▶ Passage for review
____

Personal information
- Born: March 21, 1960 (age 66)
- Listed height: 6 ft 0 in (1.83 m)
- Listed weight: 183 lb (83 kg)

Career information
- College: Clemson
- NFL draft: 1983: undrafted

Career history
- Saskatchewan Roughriders (1983–1985); Winnipeg Blue Bombers (1986); Cleveland Browns (1987);

Awards and highlights
- National champion (1981); First-team All-ACC (1981);

= Homer Jordan =

American gridiron football player (born 1960)

Homer Jordan (born March 21, 1960) is an American former professional football player who was a quarterback in the Canadian Football League (CFL). He played college football for the Clemson Tigers, starting at quarterback for their 1981 national championship team. He played four seasons in the CFL and was a member of the Cleveland Browns of the National Football League (NFL) in 1987.

==Early life==
Homer Jordan grew up in Athens, Georgia. His father died from diabetes when Jordan was 12, leaving behind Jordan, his mother and three sisters. Jordan played football, starring at quarterback and safety at Cedar Shoals High School in Athens. After earning All-State honors as a quarterback, Jordan signed with Clemson University as he wished to remain at the quarterback position in his college career.

==College career==
Jordan attended Clemson University from 1979 to 1982 and was a pioneer of dual threat quarterbacks, with his ability to both pass and run. With Jordan as the starting quarterback in 1980, Clemson finished 6–5.

With Jordan quarterback for the 1981 Season, the Tigers began the season unranked. However, the team ran the table and finished the regular season with an 11–0 record and a #1 national ranking. Clemson won the National Championship by defeating the #4 ranked Nebraska Cornhusters 22–15 in the 1982 Orange Bowl on January 1, 1982. Jordan was named Orange Bowl Most Valuable Player, completing 11 of 22 passes and a touchdown. Jordan was an All-ACC selection that year, leading the ACC in passing efficiency.

____

▶ Prompt
Write the next part of the Homer Jordan biography, starting right after its last sentence about his 1981 season. You do not need the rows to do the work.

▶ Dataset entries
____

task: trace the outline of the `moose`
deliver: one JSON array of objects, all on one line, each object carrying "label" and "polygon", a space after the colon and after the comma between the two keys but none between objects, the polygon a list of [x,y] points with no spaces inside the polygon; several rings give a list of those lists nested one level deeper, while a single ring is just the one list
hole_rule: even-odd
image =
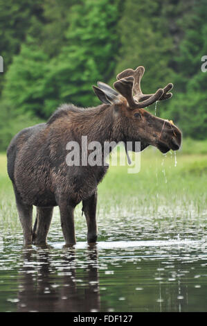
[{"label": "moose", "polygon": [[[143,109],[170,98],[172,94],[169,91],[173,85],[144,94],[141,88],[144,71],[143,66],[124,70],[117,76],[114,88],[98,82],[93,88],[101,105],[82,108],[63,104],[46,123],[26,128],[12,139],[7,151],[8,173],[26,246],[46,243],[55,206],[60,208],[65,246],[75,244],[73,213],[81,201],[88,228],[87,241],[97,241],[97,187],[108,166],[81,162],[79,166],[69,166],[66,162],[69,141],[80,144],[81,137],[87,135],[89,141],[101,144],[105,141],[125,144],[140,141],[140,151],[149,145],[163,153],[179,148],[179,129]],[[33,228],[33,205],[37,207],[37,215]]]}]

____

▶ Response
Despite a knee injury and subsequent surgery in 1982, Jordan helped lead Clemson to a 9-1-1 season, a share of the ACC title and the #8 ranking. His final collegiate game was a 21–17 win over Wake Forest in the 1982 Mirage Bowl. Jordan finished his college career completing 250 of 479 passes for 3,643 yards with 15 touchdowns and 27 interceptions, rushing for 926 yards and 11 touchdowns in his three collegiate seasons.

==Professional career==
After being drafted in the 1983 Territorial Draft by the Washington Federals of the USFL, Jordan played two seasons at QB for the Saskatchewan Roughriders of the Canadian Football League, signing a two-year contract on March 19, 1983. In 1984, Jordan completed 80 of 146 passes for 7 touchdowns and 10 interceptions and in 1985, Jordan completed 118 of 194 passes (60.8%), with 4 touchdowns and 8 interceptions. In his CFL career he rushed for 300 yards and four touchdowns. Jordan was a back-up quarterback for the Cleveland Browns in 1987, but did not attempt a pass.

==Coaching career and family==
Having returned to his native Athens, Georgia, Jordan served as an assistant football coach at his alma mater Cedar Shoals High School for 10 seasons, beginning in 2002. His son, Darius Jordan, also played quarterback at Cedar Shoals High School in 2013 and 2014. Homer Jordan married his high school sweetheart, Deborah Arnold and still resides in Athens.

==Honors==
In 1993, Jordan was inducted into the Clemson Athletic Hall of Fame, along with Bobby Conrad, Wayne Mass and Bill McLellan.

In 2000, Jordan was inducted into the Athens Athletic Hall of Fame.

On August 31, 2013, Jordan served as an Honorary Captain for the Clemson Tigers in their game against the Georgia Bulldogs at Memorial Stadium.